— What needs to be done —
The answer should be one number, the count of lines in the data with "over".

Items from a dataset
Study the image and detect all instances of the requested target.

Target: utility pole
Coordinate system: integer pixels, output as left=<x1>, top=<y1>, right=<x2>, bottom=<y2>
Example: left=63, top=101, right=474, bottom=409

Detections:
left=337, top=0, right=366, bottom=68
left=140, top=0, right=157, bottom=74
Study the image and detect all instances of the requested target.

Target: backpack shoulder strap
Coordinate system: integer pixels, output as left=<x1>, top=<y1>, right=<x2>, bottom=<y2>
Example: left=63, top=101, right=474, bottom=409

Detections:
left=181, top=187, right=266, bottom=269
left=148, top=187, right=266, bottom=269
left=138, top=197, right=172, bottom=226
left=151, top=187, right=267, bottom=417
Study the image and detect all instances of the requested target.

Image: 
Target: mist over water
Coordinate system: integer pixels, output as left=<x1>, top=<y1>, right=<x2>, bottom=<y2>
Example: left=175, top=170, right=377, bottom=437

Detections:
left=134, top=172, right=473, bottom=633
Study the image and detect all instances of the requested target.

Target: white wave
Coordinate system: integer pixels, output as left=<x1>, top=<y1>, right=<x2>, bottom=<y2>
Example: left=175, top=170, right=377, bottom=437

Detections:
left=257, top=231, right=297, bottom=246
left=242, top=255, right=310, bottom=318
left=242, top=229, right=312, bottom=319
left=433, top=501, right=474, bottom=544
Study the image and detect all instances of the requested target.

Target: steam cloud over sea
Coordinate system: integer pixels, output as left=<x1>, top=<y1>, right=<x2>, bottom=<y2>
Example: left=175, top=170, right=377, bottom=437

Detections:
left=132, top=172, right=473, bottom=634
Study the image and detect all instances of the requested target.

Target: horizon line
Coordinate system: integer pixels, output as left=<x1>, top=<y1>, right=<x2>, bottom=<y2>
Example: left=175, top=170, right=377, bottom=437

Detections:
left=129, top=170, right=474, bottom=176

— Your solution —
2